Data for the task -

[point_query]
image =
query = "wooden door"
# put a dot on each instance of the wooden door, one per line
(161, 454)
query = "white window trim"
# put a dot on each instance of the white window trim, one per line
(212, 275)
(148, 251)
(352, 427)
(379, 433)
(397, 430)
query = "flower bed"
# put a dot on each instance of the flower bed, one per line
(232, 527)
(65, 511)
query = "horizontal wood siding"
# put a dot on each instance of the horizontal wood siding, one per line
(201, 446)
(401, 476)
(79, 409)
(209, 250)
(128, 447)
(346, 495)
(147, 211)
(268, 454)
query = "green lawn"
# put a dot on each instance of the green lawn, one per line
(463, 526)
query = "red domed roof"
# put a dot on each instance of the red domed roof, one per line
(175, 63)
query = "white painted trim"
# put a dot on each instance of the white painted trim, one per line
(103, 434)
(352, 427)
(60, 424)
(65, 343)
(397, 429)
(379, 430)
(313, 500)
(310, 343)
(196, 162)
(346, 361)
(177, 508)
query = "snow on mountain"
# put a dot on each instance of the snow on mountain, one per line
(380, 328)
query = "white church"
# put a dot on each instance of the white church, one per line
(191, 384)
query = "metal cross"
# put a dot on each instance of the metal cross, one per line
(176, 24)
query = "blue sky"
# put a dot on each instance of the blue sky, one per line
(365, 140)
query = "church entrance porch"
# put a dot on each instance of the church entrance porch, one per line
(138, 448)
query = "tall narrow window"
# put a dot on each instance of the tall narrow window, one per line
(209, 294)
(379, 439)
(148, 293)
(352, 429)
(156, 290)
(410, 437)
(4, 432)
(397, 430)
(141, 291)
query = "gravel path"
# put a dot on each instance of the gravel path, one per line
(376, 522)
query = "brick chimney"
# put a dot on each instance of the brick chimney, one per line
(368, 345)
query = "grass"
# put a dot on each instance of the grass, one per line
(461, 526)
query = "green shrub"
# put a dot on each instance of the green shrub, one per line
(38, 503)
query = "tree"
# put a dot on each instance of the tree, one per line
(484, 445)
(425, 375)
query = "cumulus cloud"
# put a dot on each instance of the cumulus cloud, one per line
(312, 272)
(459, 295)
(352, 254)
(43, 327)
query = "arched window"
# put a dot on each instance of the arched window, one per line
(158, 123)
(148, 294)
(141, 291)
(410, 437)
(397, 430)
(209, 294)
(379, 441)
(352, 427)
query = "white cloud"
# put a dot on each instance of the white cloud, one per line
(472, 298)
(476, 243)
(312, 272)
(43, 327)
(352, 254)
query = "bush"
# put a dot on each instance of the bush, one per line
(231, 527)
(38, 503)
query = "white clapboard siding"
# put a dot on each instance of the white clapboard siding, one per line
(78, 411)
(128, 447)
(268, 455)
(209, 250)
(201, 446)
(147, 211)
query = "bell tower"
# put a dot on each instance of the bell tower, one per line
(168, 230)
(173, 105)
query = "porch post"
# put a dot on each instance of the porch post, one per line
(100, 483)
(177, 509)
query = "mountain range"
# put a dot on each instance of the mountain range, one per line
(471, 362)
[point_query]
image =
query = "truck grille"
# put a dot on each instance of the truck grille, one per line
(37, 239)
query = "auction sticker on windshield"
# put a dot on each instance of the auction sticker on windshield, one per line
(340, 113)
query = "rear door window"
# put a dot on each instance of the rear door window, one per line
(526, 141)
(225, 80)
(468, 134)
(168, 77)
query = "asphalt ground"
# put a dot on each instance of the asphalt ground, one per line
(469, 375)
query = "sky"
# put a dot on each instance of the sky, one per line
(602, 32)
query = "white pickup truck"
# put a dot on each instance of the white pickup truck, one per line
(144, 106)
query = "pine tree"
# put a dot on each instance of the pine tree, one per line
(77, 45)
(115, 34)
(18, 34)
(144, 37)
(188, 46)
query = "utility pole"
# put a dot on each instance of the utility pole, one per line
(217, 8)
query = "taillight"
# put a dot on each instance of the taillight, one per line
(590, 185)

Exercise brief -
Write each line of the data down again exactly as it reads.

Exercise answer -
[point_query]
image =
query = "wooden door"
# put a dot on each instance of the wooden door, one per line
(161, 454)
query = "white window trim"
# put a dot on each instance of the white window trim, one per line
(212, 275)
(148, 251)
(352, 427)
(379, 433)
(397, 430)
query = "flower bed"
# put a dot on each instance of the flower bed, one per line
(232, 527)
(65, 511)
query = "horizontal wood siding"
# put a dot on each instance of the horizontal wood siding, one per line
(201, 446)
(401, 476)
(79, 409)
(209, 250)
(128, 447)
(346, 495)
(147, 211)
(268, 454)
query = "green lawn"
# put a dot on each instance of the green lawn, one per line
(463, 526)
query = "red domed roof"
# put a dot on each instance of the red domed roof, one per line
(175, 63)
query = "white painted trim"
# put a dot on each instance of the white painted trim, one per line
(103, 434)
(352, 427)
(60, 424)
(65, 343)
(397, 429)
(379, 430)
(313, 500)
(310, 343)
(196, 162)
(346, 361)
(177, 508)
query = "snow on mountain"
# put a dot on each instance of the snow on mountain, one per line
(380, 328)
query = "white church"
# put a dot on each instance of the white church, one per line
(191, 384)
query = "metal cross"
# put a dot on each instance of the metal cross, one per line
(176, 24)
query = "blue sky"
# put a dot on each instance of the blue sky, one per line
(365, 140)
query = "church entrance porch"
# put a dot on each instance of the church entrance porch, one per line
(138, 448)
query = "tall narrow window"
# put a dot on each instance of the tall narrow window, one per line
(209, 294)
(379, 439)
(148, 293)
(352, 429)
(156, 290)
(410, 437)
(4, 432)
(397, 430)
(141, 291)
query = "gravel path"
# put a dot on each instance of the gravel path, one per line
(376, 522)
query = "brick chimney"
# put a dot on each instance of the brick chimney, one per line
(368, 345)
query = "grass"
# put a dot on each instance of the grass, one per line
(461, 526)
query = "green shrub"
# put a dot on each instance of the green shrub, one per line
(38, 503)
query = "tree"
# put a dot on each instance of the tree, one per line
(484, 445)
(425, 375)
query = "cumulus cloud"
# put a dot on each instance of the cumulus cloud, one per line
(312, 272)
(459, 295)
(352, 254)
(43, 327)
query = "arched window"
# put a dot on each instance of the arched window, one per line
(158, 123)
(148, 294)
(141, 291)
(410, 437)
(397, 430)
(209, 294)
(379, 441)
(352, 427)
query = "white cloud"
# put a dot on each instance of the white cloud, one per line
(472, 298)
(476, 243)
(312, 272)
(43, 327)
(352, 254)
query = "bush"
# put a dot on each instance of the bush, one per line
(231, 527)
(38, 503)
query = "white clapboard siding"
# put a dot on each instance of the white clapboard siding, one per line
(78, 411)
(128, 447)
(268, 455)
(209, 250)
(201, 446)
(147, 211)
query = "bell tower"
# put a dot on each instance of the bell tower, one per line
(168, 230)
(173, 105)
query = "porch post"
# put a dot on each instance of the porch post, one per line
(100, 483)
(177, 509)
query = "mountain range"
# put a dot on each instance of the mountain range, one per line
(471, 362)
[point_query]
image =
query = "truck grille"
# put a dot on each instance of the truck grille, one per line
(37, 239)
query = "auction sticker on windshield"
# put a dot on each instance of the auction sticker on windshield, one per line
(340, 113)
query = "rear door window"
# put a dot on each instance of the rear door window, one per line
(526, 141)
(225, 80)
(468, 134)
(168, 77)
query = "asphalt ground"
# put a dot on each instance of the asphalt ground, one per line
(469, 375)
query = "sky"
# put a dot on each instance of the sky, one per line
(602, 32)
query = "white pickup truck"
# put a dot on each instance of the white pickup truck, one per line
(144, 106)
query = "pine tree"
# put a dot on each instance of the pine tree, one per line
(77, 45)
(115, 34)
(18, 34)
(144, 37)
(188, 46)
query = "utility pole"
# put a dot on each instance of the utility pole, one per line
(217, 8)
query = "taillight"
# put a dot on each instance of the taillight, one per line
(590, 185)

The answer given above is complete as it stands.